課題のねらい:
レーシック手術の記事から、「カナダ監督協会の福利厚生で$」で始まり「1年で環境が劇的に変わった。」で終わる部分を、一字も変えずに書き出してください。

ページ本文:
════════

2019/12/23

Don't Wait to See レーシック手術を受けた

カナダ監督協会の福利厚生で$2000の補助が出るというので、ついに念願のレーシック手術を受けてきた。ほぼこれ目当てでメンバーになったようなものだからな。実は去年一度相談に行ったんだけど、思ったより費用が高い上に当時勤めていた銀行の保険では$600しかカバーされず泣く泣く見送ったのであった。転職したところでこんな短期間で給料が大幅アップするとか、もっと良い福利厚生を受けられるなんて夢にも思わなかったな…。本当この1年で環境が劇的に変わった。

885 W Georgia St #110A 
Vancouver BC, V6C 2G2
(604) 639-8088

前回と同じ大手クリニックLasik MDに連絡してみたところ、さんざん精密検査してもらったのに1年以上も時間が開いてしまったので検査しなおしとのこと。とはいえデータは残ってるので変化の可能性がある箇所だけ再検査で1時間くらいで終わった。要するに普通の視力検査みたいなのと、機械を覗き込んでビカビカ光を見させられるというようなものでした。最初のカウンセリングの時はこの他に瞳孔を強制的に開く目薬をさして目玉をめちゃくちゃ精密に診られて角膜の厚み?などを調べた。レーシックは向いている人とそうでない人がいて、日本でだけど実際向いてないと診断されて受けられなかった人を知っている。わたしの場合は手術は受けられるが視力が極端に悪いので料金が高くなると言われた。Lasik MDは「業界最安値保証!片目$490〜」を謳っているのだがこれは大して目が悪くない人が最もシンプルな手術を受けた時の参考料金なんだそうです、どうせそんなこったろうと思ったぜ。結局支払った総額は手術+フォローアップ検診3回で$3300と、目薬代$60(ユニオンの保険適用後の価格)。レシートを提出すると保険会社から$2000返金されるという仕組み。分割払いオプションもあるようです。

════════

データ抜粋:
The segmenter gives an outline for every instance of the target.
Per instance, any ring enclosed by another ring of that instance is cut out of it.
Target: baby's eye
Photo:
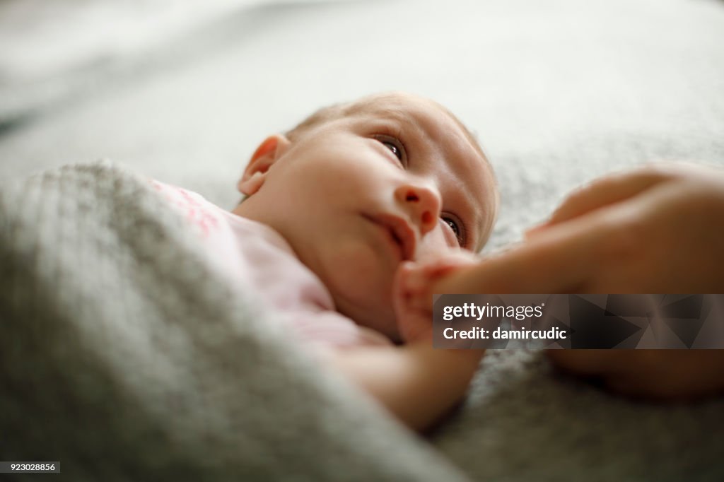
[[[463,232],[463,229],[460,227],[460,223],[457,220],[447,216],[442,216],[442,222],[447,224],[452,232],[452,234],[455,234],[455,239],[458,240],[458,244],[460,246],[465,245],[465,240],[463,239],[464,233]]]
[[[397,145],[392,143],[391,142],[388,142],[387,140],[382,140],[381,142],[382,143],[382,144],[384,145],[386,148],[392,151],[392,153],[395,154],[395,157],[397,158],[400,161],[403,160],[403,153],[400,150],[400,148],[398,148]]]
[[[402,149],[395,145],[394,143],[389,140],[380,140],[379,142],[382,143],[382,145],[384,145],[384,147],[392,151],[392,153],[395,154],[395,157],[397,158],[400,161],[403,160]]]

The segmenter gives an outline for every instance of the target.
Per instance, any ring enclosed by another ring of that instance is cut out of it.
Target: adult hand
[[[571,194],[526,242],[435,287],[449,293],[724,293],[724,172],[659,164]],[[724,322],[724,321],[723,321]],[[560,368],[642,397],[724,389],[724,350],[547,350]]]
[[[397,329],[405,343],[432,339],[432,287],[442,277],[480,258],[470,252],[451,250],[447,255],[425,261],[405,261],[395,274],[392,302]]]
[[[441,293],[724,292],[724,172],[659,164],[571,195],[526,242]]]

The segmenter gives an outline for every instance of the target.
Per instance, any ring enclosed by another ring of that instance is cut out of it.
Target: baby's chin
[[[337,303],[337,309],[345,316],[351,318],[360,326],[364,326],[381,333],[395,343],[401,339],[397,328],[397,318],[391,304],[389,309],[381,309],[379,305],[347,305],[343,301]]]

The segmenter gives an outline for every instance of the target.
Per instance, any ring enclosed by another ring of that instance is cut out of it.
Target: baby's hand
[[[432,295],[437,282],[450,273],[476,263],[466,251],[421,262],[405,261],[395,277],[392,300],[400,335],[405,343],[432,339]]]

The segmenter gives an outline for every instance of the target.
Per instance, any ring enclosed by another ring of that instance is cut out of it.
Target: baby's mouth
[[[403,261],[414,259],[417,240],[415,232],[404,219],[386,213],[363,214],[363,217],[387,231],[392,241],[399,247]]]

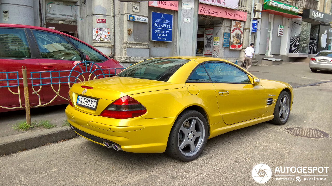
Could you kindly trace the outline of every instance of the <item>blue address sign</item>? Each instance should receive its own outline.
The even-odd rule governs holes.
[[[152,41],[172,41],[173,15],[151,12],[151,38]]]

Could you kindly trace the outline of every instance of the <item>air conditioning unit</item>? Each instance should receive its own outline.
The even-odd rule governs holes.
[[[254,6],[254,11],[262,11],[263,5],[259,3],[255,3]]]
[[[260,19],[262,18],[262,13],[259,12],[254,12],[254,18],[256,19]]]

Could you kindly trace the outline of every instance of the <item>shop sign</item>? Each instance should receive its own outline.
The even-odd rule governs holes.
[[[172,41],[173,15],[151,12],[151,40]]]
[[[257,32],[257,25],[258,24],[258,21],[257,20],[252,20],[252,25],[251,26],[251,31],[253,32]]]
[[[295,16],[299,11],[297,7],[274,0],[265,0],[263,7],[265,10],[272,10]]]
[[[212,55],[212,39],[213,38],[213,28],[205,29],[204,39],[204,55]]]
[[[283,25],[279,25],[278,26],[278,36],[283,36],[284,35],[284,26]]]
[[[246,12],[204,4],[200,4],[198,14],[244,21],[247,21]]]
[[[229,38],[230,37],[230,32],[224,32],[222,47],[229,47]]]
[[[179,10],[178,1],[149,1],[149,6],[155,7],[160,8]]]
[[[235,10],[239,7],[238,1],[234,0],[200,0],[200,3]]]
[[[106,19],[97,19],[97,23],[106,23]]]
[[[213,46],[219,46],[219,39],[220,37],[215,37],[213,38]]]
[[[231,27],[230,40],[229,49],[242,50],[243,41],[243,25],[244,23],[235,21],[232,21]]]
[[[128,15],[128,19],[127,20],[127,21],[141,22],[142,23],[147,23],[147,18],[146,17],[142,17],[141,16],[137,16]]]
[[[303,10],[303,19],[309,19],[318,21],[320,22],[329,23],[332,20],[332,16],[325,14],[313,9],[305,9]],[[307,21],[308,20],[304,20]]]

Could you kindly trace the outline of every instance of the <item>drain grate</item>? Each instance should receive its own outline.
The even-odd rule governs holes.
[[[332,89],[320,89],[319,90],[324,92],[332,92]]]
[[[287,133],[296,137],[316,139],[331,138],[328,134],[318,129],[302,127],[285,128],[285,129]]]

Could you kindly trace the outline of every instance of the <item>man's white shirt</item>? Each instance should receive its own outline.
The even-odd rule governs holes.
[[[249,46],[246,48],[244,53],[245,53],[245,57],[252,58],[252,55],[255,53],[255,50],[254,50],[254,48]]]

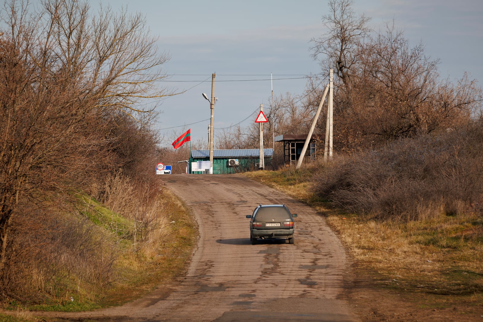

════════

課題への答え:
カナダ監督協会の福利厚生で$2000の補助が出るというので、ついに念願のレーシック手術を受けてきた。ほぼこれ目当てでメンバーになったようなものだからな。実は去年一度相談に行ったんだけど、思ったより費用が高い上に当時勤めていた銀行の保険では$600しかカバーされず泣く泣く見送ったのであった。転職したところでこんな短期間で給料が大幅アップするとか、もっと良い福利厚生を受けられるなんて夢にも思わなかったな…。本当この1年で環境が劇的に変わった。